-------- TEXT UNDER STUDY --------

But this might be a useful device for the more mobile folks who still hate touchpads :)....

(A built-in trackball on one notebook, some years ago, worked well enough to install the software for an external trackball.... Otherwise, it was a waste....)

GaryB
not rated yet Jul 08, 2010
I can no longer live without the scroll wheel. I suppose you could try to approximate that with middle finger gestures. Responsiveness and accuracy would be the key here. I think the camera better be faster than 30fps. More like 100fps.
Anthony_Casey
not rated yet Jul 08, 2010
1. Humans need a certain amount of tactile feed-back. I guess there is some from the desktop surface, but I'm not sure if that is enough to make it feel natural enough.
2. Once they get to the point where is can detect more sophisticated hand gestures, then it might work.
3. Move the camera around in front of the monitor, and turn the laser into a 3-d grid and you could have the old-school VR-type interface without the gloves.

But as-is, I don't see people buying into it.
trekgeek1
not rated yet Jul 08, 2010
Seems like the cursor was floating about even when the hand changed direction. Touch screen is the only alternative until we just have a neurological interface.
dirk_bruere
not rated yet Jul 08, 2010
OK - so why didn't the video camera shooting the YouTube video pick up the IR light?
trekgeek1
not rated yet Jul 08, 2010
OK - so why didn't the video camera shooting the YouTube video pick up the IR light?

--------

EXPLORE THE MATERIAL
1. Quote the comment thread word for word, everything from "2. Once they" down to "without the gloves.".
2. Decide whether each statement agrees with the comment thread: (a) GaryB thinks the camera should run at something closer to 100fps than 30fps; (b) Anthony_Casey expects people to buy into the device in its current form; (c) the opening comment says the built-in notebook trackball was useful for more than installing the software for an external trackball. Answer yes or no for each, and quote the deciding words of the comment thread.
3. Continue the comment thread about the camera-based pointing device from the point where it stops.
None of the data is needed for the work on the comment thread.

-------- MATERIAL SHOWN --------

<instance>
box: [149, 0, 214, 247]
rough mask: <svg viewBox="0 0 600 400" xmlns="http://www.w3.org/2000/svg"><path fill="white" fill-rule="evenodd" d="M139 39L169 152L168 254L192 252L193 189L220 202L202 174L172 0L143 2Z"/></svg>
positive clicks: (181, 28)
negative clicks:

--------

TASK RESPONSES
1.
2. Once they get to the point where is can detect more sophisticated hand gestures, then it might work.
3. Move the camera around in front of the monitor, and turn the laser into a 3-d grid and you could have the old-school VR-type interface without the gloves.

2.
(a) Yes: "I think the camera better be faster than 30fps. More like 100fps."
(b) No: "But as-is, I don't see people buying into it."
(c) No: "Otherwise, it was a waste"

3.
Because that camera isn't designed to pick up that part of the spectrum. Some cameras will be able to detect infrared in black and white mode.
Neurons_At_Work
not rated yet Jul 08, 2010
I'd like to see an interface that allows you to position the mouse pointer with your eyes and then you hit a key on the keyboard to select.

They already have this, and I use it from time to time with the webcam built into my laptop. You don't even have to touch the keyboard; just pause on an area and it double-clicks for you. It's called 'Camera Mouse 2010'. Freeware, and fairly fun to use. It's at www.cameramouse.org.
Neurons_At_Work
not rated yet Jul 08, 2010
Also, if you check out the picture on the website next to 'More Information--', it does show the ability to left click, right click, move, scroll, and drag--all of the basic mouse functions seem to be addressed.

They REALLY ought to release the code and put the design on www.instructables.com or something--I've got $20 just waiting for something like this.
MorituriMax
not rated yet Jul 09, 2010
Yawn.

Yawn.

I really have to laugh when they try and take an input device and SHAZAM make it better! All they are doing is substituting a table surface for the mouse.

The table does not move like the mouse so you get that wonderful sensation, there is nothing revolutionary about how you tell it what you want to do, you do exactly the same basic thing you do with.. gasp, existing mice.

Yawn.

Yawn.
jt81ma
not rated yet Jul 10, 2010
Now lets take a look at this five years from now, when you aren't moving your hand, just minor finger movements. Think bio-metric scanners of today. Each fingernail is different- the laser and camera can focus on each.... now you have five times the capability of your mouse or other HID! By reducing the movements, you increase the focusing ability and accuracy, not to mention reducing your energy expenditure and chance of RMIs.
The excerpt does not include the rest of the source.